┌──

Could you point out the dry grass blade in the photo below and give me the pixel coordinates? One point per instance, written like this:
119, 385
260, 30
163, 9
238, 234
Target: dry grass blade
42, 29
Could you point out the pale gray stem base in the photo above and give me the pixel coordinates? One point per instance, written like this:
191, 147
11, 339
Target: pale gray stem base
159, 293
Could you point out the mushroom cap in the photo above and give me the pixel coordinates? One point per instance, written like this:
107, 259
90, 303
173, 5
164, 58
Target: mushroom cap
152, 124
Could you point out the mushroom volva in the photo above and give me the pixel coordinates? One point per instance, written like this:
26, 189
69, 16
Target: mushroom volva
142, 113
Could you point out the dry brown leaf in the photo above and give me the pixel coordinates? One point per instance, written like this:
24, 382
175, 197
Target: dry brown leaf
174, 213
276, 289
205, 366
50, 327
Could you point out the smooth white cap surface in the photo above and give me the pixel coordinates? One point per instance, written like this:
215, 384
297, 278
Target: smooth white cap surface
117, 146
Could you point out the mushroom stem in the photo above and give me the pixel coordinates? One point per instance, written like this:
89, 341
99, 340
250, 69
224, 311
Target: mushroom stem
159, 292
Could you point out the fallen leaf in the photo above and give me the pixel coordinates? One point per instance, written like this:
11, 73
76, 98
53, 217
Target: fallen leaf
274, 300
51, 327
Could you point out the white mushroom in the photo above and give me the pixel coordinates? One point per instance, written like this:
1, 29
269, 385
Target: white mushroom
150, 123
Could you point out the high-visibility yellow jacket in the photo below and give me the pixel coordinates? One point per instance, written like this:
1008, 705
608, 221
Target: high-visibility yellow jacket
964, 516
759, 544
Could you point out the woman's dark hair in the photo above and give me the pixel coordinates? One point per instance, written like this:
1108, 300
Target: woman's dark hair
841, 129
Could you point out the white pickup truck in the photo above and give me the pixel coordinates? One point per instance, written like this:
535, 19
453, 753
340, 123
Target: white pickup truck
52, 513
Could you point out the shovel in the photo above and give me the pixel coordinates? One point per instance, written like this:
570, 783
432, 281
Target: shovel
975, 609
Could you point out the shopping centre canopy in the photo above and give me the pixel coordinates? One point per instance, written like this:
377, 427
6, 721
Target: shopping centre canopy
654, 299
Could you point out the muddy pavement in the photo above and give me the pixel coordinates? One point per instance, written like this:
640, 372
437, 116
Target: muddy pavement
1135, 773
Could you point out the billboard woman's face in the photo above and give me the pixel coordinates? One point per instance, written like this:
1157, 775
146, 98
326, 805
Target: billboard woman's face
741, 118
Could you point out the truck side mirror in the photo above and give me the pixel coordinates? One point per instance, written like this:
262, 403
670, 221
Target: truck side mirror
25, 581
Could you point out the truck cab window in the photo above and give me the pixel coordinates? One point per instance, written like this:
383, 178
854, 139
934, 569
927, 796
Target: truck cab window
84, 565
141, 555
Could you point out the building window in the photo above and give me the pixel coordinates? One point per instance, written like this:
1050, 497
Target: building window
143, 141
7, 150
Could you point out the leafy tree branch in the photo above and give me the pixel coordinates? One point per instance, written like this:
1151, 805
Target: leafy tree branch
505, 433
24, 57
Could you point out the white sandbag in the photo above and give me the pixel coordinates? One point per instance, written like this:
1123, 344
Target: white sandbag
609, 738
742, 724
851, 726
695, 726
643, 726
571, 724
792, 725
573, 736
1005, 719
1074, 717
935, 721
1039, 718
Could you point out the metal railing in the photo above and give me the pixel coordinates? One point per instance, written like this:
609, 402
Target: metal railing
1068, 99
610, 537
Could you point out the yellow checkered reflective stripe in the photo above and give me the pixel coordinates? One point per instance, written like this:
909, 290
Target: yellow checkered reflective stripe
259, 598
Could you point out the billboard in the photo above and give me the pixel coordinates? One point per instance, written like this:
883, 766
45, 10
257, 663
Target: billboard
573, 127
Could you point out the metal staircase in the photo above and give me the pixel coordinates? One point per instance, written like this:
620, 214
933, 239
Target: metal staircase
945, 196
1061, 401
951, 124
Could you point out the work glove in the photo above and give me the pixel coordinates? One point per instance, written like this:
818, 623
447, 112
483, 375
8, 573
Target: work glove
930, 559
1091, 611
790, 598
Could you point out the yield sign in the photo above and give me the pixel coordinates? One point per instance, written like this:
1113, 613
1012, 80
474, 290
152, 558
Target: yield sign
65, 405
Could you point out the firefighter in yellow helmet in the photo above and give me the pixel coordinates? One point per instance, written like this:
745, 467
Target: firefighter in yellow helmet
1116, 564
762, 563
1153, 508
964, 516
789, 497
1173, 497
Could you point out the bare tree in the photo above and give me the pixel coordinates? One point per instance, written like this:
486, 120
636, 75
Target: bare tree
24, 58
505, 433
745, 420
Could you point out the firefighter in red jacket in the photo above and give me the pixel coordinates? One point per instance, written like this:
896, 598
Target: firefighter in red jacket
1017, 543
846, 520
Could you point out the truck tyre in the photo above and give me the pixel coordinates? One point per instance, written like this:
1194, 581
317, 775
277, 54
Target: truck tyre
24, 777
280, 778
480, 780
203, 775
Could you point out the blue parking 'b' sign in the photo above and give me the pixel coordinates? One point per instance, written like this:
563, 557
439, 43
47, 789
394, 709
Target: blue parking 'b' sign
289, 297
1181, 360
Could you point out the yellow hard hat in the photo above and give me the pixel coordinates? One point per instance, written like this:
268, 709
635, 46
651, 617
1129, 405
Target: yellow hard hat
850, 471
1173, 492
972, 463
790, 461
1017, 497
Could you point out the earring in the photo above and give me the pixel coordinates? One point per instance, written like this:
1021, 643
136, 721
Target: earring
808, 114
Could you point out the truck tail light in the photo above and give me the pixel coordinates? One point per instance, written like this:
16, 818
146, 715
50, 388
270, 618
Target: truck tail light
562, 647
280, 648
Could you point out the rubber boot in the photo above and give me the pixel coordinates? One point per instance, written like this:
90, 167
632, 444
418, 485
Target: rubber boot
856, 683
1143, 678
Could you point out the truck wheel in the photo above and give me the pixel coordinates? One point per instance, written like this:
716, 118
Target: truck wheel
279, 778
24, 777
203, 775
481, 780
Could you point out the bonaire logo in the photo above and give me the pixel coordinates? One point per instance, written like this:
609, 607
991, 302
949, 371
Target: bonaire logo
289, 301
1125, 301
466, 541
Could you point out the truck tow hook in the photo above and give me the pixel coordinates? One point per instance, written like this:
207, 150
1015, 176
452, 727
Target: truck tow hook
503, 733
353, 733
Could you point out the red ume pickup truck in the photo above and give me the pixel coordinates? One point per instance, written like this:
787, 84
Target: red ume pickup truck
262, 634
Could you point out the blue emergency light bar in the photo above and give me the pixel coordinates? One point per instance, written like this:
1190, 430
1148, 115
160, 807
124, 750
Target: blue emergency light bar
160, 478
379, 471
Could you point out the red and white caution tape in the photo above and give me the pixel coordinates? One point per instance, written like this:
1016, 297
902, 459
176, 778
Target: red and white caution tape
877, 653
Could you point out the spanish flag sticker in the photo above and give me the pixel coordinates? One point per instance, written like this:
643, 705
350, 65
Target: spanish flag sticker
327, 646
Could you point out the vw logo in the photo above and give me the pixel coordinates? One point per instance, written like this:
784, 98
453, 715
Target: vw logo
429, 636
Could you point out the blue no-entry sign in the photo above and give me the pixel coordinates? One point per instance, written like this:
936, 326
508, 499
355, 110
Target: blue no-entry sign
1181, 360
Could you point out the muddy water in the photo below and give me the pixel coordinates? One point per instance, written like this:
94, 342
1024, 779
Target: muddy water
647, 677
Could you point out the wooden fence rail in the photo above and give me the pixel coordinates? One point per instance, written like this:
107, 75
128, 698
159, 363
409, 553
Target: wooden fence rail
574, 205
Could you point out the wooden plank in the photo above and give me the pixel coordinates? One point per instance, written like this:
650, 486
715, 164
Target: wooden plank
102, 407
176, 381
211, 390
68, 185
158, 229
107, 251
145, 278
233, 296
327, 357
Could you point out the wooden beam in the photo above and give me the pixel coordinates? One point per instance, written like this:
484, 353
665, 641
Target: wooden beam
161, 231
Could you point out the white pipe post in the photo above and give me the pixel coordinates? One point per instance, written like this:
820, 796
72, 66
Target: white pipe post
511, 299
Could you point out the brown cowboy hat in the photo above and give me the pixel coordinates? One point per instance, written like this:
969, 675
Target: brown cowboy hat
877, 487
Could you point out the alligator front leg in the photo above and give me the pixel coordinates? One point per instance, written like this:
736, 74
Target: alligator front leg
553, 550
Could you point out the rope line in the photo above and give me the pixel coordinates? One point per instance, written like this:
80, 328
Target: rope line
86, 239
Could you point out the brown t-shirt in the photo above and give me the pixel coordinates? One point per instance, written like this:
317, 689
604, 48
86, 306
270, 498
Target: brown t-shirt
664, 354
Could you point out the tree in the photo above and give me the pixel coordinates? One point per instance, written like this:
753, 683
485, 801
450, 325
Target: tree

└──

▶ **What to produce**
Please extract exactly, and only, the lines from the line containing "Could you point out the brown cowboy" through the last line of the records.

▶ **Finished exercise**
Could you point out the brown cowboy hat in the photo above and give me the pixel coordinates? One point per instance, written like this:
969, 675
Target: brown cowboy hat
877, 487
Could you point out the alligator front leg in the photo above and give me the pixel coordinates? One point per instance, written like this:
736, 74
Target: alligator front leg
553, 550
Could you point out the rope line in the photo above and give me the pixel coordinates? One point per instance, written like this:
80, 328
Target: rope line
86, 239
Could you point out the brown t-shirt in the photo above and give me the pixel coordinates? One point per instance, written like this:
317, 689
604, 48
86, 306
270, 498
Target: brown t-shirt
664, 354
Could you point out the tree in the photo above and give me the pixel coordinates? One point per instance, written like this:
753, 683
485, 801
450, 325
Target: tree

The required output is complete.